§ **Sorun tanımı**
"Find the patch" ifadesinin geçtiği satırdan başlayıp malzemenin sonuna kadar uzanan satırları, o satır da dahil, yeniden yaz. Bu satırlarda "brown" yerine "black" koyarak değiştir, başka hiçbir şeye dokunma.

[Nokta etiketleme setinden kayıtlar]

<<<<

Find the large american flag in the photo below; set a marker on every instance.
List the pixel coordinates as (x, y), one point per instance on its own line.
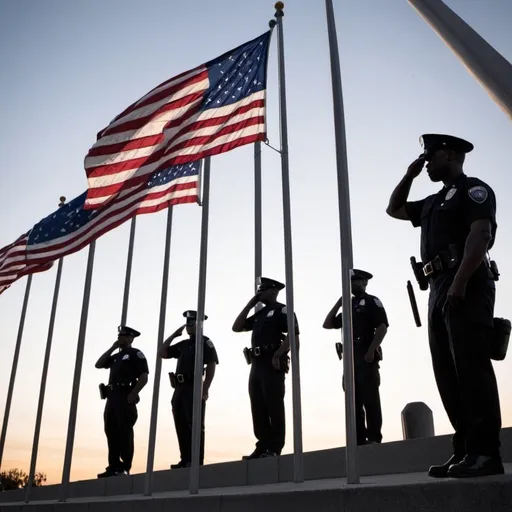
(208, 110)
(72, 227)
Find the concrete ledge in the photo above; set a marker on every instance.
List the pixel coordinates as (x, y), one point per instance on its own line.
(214, 475)
(414, 455)
(391, 493)
(263, 471)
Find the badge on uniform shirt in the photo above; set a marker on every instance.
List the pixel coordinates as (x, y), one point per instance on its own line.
(450, 194)
(479, 194)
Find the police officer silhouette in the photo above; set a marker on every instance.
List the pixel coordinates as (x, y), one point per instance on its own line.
(128, 375)
(370, 325)
(183, 383)
(458, 227)
(269, 364)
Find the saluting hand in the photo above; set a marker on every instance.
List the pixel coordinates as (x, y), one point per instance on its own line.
(416, 167)
(179, 330)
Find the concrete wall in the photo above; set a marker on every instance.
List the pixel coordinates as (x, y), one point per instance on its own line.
(410, 456)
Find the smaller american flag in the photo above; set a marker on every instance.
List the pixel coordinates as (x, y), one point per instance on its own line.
(205, 111)
(71, 227)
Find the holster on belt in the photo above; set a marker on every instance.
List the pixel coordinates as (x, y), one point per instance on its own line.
(103, 391)
(421, 278)
(247, 355)
(499, 338)
(339, 350)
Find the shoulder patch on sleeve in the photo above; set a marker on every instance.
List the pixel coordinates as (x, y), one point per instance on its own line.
(479, 194)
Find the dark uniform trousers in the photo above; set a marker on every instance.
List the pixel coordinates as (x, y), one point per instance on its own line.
(463, 370)
(119, 419)
(266, 391)
(367, 399)
(182, 410)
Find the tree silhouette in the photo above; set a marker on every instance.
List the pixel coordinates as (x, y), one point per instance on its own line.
(17, 479)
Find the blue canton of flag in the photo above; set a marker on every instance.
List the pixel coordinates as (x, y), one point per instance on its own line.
(72, 227)
(205, 111)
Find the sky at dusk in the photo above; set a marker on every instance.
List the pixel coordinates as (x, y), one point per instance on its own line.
(68, 68)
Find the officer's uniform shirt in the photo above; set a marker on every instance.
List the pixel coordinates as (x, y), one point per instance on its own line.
(126, 366)
(269, 326)
(367, 314)
(185, 352)
(445, 219)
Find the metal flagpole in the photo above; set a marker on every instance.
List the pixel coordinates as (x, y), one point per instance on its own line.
(490, 68)
(77, 375)
(44, 376)
(198, 363)
(298, 462)
(148, 481)
(346, 249)
(129, 261)
(257, 218)
(14, 367)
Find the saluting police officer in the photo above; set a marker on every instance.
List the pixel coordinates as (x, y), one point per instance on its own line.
(269, 364)
(458, 227)
(370, 325)
(183, 383)
(128, 375)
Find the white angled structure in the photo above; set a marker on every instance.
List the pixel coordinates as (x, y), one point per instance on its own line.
(489, 67)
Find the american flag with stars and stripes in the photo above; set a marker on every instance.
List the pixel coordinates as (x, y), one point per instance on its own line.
(208, 110)
(72, 227)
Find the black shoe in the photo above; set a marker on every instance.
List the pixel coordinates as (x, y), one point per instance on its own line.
(441, 471)
(476, 465)
(180, 465)
(256, 454)
(108, 473)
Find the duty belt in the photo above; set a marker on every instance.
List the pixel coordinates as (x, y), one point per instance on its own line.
(433, 267)
(261, 349)
(120, 385)
(182, 378)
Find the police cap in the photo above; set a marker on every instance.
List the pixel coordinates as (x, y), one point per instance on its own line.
(264, 283)
(361, 274)
(432, 142)
(191, 317)
(124, 330)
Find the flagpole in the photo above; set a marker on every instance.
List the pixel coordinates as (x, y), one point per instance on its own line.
(258, 264)
(346, 248)
(129, 262)
(298, 462)
(44, 375)
(198, 363)
(77, 375)
(14, 367)
(490, 68)
(148, 481)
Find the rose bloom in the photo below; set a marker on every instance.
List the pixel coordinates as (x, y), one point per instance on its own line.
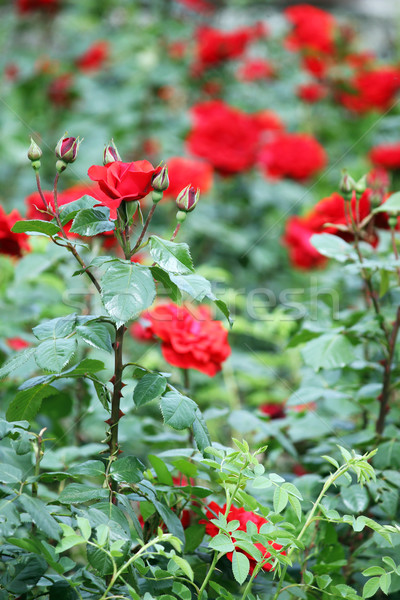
(313, 29)
(299, 230)
(225, 136)
(255, 69)
(294, 155)
(12, 243)
(188, 171)
(243, 516)
(215, 46)
(386, 156)
(312, 92)
(190, 339)
(17, 344)
(372, 90)
(27, 6)
(123, 181)
(94, 57)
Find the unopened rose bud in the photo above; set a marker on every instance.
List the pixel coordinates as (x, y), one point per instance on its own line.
(34, 152)
(67, 149)
(361, 185)
(161, 181)
(188, 198)
(111, 153)
(347, 185)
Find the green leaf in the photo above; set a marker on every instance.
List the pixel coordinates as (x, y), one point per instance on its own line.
(40, 516)
(128, 469)
(333, 246)
(163, 475)
(179, 412)
(151, 386)
(127, 290)
(75, 493)
(27, 403)
(16, 361)
(371, 587)
(328, 351)
(222, 543)
(35, 226)
(53, 355)
(355, 498)
(240, 566)
(200, 432)
(92, 221)
(281, 498)
(96, 335)
(70, 210)
(392, 204)
(172, 256)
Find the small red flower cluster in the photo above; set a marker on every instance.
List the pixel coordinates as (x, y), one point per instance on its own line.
(243, 516)
(215, 46)
(13, 244)
(191, 339)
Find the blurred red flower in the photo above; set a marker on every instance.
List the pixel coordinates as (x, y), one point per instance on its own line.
(190, 338)
(12, 243)
(386, 156)
(188, 171)
(254, 69)
(374, 89)
(95, 57)
(294, 155)
(225, 136)
(243, 516)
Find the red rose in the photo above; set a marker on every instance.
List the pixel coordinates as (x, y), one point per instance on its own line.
(190, 339)
(225, 136)
(123, 181)
(312, 92)
(94, 57)
(372, 90)
(294, 155)
(255, 69)
(215, 46)
(313, 29)
(12, 243)
(243, 516)
(27, 6)
(17, 344)
(386, 156)
(188, 171)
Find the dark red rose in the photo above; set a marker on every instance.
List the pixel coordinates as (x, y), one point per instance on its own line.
(215, 46)
(294, 155)
(225, 136)
(243, 516)
(313, 29)
(190, 338)
(94, 58)
(374, 89)
(312, 92)
(124, 181)
(386, 156)
(17, 344)
(27, 6)
(188, 171)
(12, 243)
(255, 69)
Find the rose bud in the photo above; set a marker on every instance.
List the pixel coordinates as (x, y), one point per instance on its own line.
(161, 181)
(188, 198)
(111, 153)
(67, 149)
(347, 185)
(34, 152)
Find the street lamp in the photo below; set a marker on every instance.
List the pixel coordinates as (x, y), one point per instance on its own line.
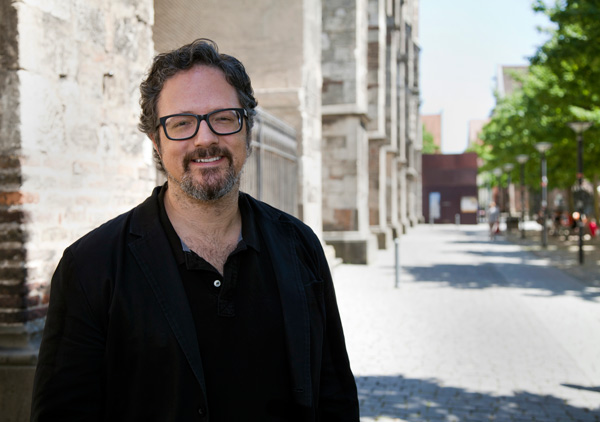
(522, 159)
(542, 147)
(508, 168)
(579, 128)
(498, 173)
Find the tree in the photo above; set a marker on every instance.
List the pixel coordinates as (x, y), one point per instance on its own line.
(562, 85)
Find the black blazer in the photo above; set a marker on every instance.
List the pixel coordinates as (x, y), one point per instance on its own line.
(120, 344)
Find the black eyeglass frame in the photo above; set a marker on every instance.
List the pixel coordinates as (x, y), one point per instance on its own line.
(199, 117)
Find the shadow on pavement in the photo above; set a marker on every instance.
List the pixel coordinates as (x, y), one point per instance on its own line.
(485, 276)
(426, 400)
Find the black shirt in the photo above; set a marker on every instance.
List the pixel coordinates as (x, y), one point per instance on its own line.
(239, 324)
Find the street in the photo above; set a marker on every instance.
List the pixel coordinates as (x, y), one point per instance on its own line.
(476, 330)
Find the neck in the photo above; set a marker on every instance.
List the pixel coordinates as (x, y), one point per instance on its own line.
(192, 218)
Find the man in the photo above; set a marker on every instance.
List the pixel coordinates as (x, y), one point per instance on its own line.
(200, 304)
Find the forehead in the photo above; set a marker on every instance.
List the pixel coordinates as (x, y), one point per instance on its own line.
(200, 90)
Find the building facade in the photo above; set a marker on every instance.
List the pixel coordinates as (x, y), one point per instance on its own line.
(341, 76)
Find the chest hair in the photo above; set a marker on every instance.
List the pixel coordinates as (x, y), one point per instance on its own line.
(213, 250)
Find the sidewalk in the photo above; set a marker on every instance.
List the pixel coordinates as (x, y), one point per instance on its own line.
(562, 253)
(477, 330)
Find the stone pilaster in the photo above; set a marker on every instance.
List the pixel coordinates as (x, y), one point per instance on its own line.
(345, 134)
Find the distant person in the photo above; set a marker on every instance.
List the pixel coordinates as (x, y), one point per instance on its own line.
(202, 303)
(593, 226)
(493, 219)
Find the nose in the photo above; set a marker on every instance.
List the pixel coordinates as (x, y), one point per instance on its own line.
(205, 137)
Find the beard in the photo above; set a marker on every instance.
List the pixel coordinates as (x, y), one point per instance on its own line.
(213, 184)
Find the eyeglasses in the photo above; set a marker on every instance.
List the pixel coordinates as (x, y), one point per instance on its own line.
(182, 126)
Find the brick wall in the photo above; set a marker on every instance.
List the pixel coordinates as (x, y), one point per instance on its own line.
(70, 153)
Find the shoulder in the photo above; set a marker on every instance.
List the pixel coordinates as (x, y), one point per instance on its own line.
(265, 212)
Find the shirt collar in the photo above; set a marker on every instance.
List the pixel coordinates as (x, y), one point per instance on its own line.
(249, 230)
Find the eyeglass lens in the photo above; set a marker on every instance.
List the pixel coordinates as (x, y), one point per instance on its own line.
(221, 122)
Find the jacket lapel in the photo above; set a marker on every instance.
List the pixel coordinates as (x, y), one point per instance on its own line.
(279, 238)
(153, 254)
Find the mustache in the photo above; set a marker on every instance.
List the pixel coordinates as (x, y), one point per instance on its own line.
(212, 151)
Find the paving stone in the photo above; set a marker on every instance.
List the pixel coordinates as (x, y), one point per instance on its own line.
(476, 330)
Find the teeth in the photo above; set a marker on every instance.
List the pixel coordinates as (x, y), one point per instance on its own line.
(207, 160)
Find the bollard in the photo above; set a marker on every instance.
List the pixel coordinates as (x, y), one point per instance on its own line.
(397, 260)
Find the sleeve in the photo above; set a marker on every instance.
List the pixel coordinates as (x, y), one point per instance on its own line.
(338, 401)
(68, 383)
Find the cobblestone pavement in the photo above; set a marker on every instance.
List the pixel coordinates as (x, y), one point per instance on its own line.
(477, 330)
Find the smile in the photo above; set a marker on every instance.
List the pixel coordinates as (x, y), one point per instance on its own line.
(207, 160)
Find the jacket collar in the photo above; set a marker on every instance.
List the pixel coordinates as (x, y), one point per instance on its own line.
(152, 251)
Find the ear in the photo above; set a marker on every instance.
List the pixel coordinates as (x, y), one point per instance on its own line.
(155, 143)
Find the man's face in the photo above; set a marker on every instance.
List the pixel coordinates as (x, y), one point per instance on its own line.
(207, 166)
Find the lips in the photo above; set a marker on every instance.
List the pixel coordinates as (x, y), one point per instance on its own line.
(204, 156)
(207, 160)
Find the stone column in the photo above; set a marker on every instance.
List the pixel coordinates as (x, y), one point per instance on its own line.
(70, 153)
(345, 137)
(382, 142)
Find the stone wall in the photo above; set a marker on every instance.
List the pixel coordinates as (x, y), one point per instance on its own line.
(70, 153)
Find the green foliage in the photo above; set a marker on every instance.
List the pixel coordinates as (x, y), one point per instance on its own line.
(562, 85)
(429, 147)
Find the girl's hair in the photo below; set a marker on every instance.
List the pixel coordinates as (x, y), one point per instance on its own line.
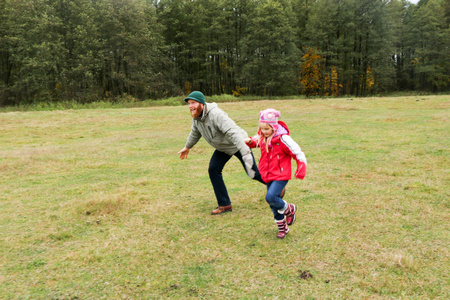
(261, 137)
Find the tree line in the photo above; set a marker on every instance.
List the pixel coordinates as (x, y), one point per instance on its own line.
(85, 50)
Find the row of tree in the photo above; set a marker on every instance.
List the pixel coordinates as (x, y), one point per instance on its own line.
(56, 50)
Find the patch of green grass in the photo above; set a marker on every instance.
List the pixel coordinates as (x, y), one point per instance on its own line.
(96, 204)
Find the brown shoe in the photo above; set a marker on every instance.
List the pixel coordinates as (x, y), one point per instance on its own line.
(221, 209)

>>>>

§ **Sonuç**
Find the patch of green grass in the photo above; set a marker on every instance.
List the pixel coordinates as (x, y), one point per instance on its own line.
(96, 204)
Find the black shoe in the photo above; set a marker on every instance.
List the pixel coordinates as (x, y), one point per instance on its own line.
(221, 209)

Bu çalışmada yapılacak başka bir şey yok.